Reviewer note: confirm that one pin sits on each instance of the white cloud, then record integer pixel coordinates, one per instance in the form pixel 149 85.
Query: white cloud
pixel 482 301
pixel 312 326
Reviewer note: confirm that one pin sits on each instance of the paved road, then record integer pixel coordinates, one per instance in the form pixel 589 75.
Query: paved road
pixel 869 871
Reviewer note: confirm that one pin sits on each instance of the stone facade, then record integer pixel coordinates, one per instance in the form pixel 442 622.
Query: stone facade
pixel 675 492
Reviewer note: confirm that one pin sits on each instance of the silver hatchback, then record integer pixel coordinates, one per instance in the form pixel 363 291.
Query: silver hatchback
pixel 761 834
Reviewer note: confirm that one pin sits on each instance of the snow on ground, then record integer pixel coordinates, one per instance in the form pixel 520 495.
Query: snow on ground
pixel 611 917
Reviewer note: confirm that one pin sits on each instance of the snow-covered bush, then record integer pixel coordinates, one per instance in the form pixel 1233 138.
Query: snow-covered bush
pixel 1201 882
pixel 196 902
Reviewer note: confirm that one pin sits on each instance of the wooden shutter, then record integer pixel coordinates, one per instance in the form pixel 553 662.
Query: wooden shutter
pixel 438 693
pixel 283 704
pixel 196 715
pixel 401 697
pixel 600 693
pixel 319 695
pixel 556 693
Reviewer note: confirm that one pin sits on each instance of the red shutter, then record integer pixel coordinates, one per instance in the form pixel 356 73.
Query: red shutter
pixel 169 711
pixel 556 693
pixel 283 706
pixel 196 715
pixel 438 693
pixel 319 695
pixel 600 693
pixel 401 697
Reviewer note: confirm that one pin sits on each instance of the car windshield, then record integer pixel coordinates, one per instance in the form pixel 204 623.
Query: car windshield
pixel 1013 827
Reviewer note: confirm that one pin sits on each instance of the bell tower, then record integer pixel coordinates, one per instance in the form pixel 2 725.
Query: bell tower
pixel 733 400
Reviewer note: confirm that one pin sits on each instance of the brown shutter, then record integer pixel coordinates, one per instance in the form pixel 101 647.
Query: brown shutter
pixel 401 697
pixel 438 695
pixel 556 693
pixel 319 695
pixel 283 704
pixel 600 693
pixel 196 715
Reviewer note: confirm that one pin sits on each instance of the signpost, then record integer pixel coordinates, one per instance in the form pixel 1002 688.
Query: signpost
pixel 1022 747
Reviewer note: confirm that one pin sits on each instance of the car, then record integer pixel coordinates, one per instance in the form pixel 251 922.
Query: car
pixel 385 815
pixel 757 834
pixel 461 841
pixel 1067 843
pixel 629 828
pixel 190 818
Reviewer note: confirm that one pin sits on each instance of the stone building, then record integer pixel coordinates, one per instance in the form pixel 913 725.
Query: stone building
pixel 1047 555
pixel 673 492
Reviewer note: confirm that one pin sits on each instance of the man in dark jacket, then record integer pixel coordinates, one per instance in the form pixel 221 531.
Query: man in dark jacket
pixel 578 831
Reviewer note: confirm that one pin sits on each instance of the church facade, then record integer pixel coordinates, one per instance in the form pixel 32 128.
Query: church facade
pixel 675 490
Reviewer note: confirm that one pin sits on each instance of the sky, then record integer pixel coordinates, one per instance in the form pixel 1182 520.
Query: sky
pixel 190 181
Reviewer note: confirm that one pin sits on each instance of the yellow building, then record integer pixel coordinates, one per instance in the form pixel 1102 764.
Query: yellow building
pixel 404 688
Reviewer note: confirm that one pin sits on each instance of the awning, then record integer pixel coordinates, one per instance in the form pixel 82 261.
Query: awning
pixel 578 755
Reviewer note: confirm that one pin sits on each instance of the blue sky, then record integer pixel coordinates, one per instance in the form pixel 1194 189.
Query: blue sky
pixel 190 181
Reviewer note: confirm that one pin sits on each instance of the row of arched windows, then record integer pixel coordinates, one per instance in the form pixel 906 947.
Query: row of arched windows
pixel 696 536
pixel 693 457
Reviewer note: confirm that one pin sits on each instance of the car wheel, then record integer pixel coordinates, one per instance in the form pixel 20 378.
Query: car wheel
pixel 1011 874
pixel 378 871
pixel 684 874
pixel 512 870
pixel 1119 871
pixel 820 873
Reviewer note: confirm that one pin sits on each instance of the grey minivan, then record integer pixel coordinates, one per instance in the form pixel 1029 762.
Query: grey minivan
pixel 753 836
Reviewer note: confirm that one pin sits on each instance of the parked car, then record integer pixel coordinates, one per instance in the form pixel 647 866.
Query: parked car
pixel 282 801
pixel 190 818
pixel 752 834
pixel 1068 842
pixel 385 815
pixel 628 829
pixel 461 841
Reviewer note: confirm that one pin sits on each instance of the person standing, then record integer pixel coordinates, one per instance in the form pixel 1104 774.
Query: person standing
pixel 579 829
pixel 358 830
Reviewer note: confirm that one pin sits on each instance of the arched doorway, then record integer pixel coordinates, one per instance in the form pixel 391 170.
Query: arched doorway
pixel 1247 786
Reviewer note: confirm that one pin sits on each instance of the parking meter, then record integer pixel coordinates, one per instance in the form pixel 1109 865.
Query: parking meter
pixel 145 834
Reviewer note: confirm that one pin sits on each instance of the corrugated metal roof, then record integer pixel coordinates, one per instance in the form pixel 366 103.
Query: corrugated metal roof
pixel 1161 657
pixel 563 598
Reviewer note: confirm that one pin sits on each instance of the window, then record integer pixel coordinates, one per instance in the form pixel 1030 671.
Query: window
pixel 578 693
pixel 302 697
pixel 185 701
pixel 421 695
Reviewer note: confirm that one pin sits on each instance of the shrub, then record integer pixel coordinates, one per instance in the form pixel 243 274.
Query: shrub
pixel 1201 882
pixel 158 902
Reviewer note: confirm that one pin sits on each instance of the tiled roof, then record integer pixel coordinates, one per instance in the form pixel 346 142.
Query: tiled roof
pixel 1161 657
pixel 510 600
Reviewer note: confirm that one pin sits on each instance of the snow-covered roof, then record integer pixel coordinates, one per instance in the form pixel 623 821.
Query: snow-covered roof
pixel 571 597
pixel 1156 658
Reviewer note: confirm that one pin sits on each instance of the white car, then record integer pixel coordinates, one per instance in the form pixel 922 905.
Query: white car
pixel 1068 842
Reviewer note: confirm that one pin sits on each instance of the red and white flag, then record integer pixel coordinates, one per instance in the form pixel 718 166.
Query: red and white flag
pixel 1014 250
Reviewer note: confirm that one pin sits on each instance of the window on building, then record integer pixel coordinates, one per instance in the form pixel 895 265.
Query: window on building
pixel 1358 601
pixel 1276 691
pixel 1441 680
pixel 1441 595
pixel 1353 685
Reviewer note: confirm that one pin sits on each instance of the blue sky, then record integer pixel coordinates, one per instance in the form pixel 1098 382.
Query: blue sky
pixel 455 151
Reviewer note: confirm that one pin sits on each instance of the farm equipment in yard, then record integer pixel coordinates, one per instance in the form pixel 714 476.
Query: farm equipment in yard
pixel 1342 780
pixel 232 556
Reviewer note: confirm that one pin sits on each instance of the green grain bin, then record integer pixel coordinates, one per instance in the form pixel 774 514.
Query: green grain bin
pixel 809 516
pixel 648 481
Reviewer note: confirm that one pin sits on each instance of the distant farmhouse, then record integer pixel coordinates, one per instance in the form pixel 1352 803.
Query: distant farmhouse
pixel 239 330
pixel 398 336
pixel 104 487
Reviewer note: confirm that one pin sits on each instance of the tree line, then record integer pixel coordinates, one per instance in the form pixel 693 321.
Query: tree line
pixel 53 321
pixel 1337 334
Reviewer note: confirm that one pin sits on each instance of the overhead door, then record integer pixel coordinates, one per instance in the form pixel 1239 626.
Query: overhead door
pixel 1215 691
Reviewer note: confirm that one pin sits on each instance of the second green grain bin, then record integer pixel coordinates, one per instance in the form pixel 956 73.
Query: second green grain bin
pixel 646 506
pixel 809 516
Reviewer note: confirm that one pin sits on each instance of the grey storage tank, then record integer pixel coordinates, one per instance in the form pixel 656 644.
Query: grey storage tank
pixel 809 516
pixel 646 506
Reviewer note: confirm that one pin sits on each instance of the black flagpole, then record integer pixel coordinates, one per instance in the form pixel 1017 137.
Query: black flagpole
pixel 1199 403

## [TASK REQUIREMENTS]
Rewrite the records from the line containing "pixel 1109 865." up to and including the line containing "pixel 1156 658", replacing "tiled roof" with "slate roof" and leaving everything else unchanged. Give only those lines.

## [TASK RESULT]
Reviewer note: confirm that one pin sits on each instance of the parking meter, then record integer pixel coordinates, one per instance in the form pixel 1109 865.
Query: parking meter
pixel 145 834
Reviewer note: confirm that one pin sits on each instance of the corrugated metal roof, then record integer pixel coordinates, one per instance in the form pixel 366 103.
Query: corrugated metal roof
pixel 1161 657
pixel 563 598
Reviewer note: confirm that one pin sits on each instance of the window, then record integer pixel coordinates, one per instance in the form pixel 1030 671.
Query: window
pixel 578 693
pixel 302 697
pixel 185 701
pixel 421 695
Reviewer note: confirm that one pin sits on each instance of the shrub, then record integer pixel coordinates, one per instance in the form pixel 243 274.
Query: shrub
pixel 1201 882
pixel 158 902
Reviewer note: confirm that one pin sits on each instance of the slate roof, then record integer pixel coordinates, one per instance in the form pixel 346 142.
Query: slate roof
pixel 1161 657
pixel 510 600
Reviewer note: confirm that one pin sits on each instance of the snow-covered roof, then record integer pixel coordinates, one per instance in the form pixel 623 821.
Query: snow-covered roof
pixel 571 597
pixel 1156 658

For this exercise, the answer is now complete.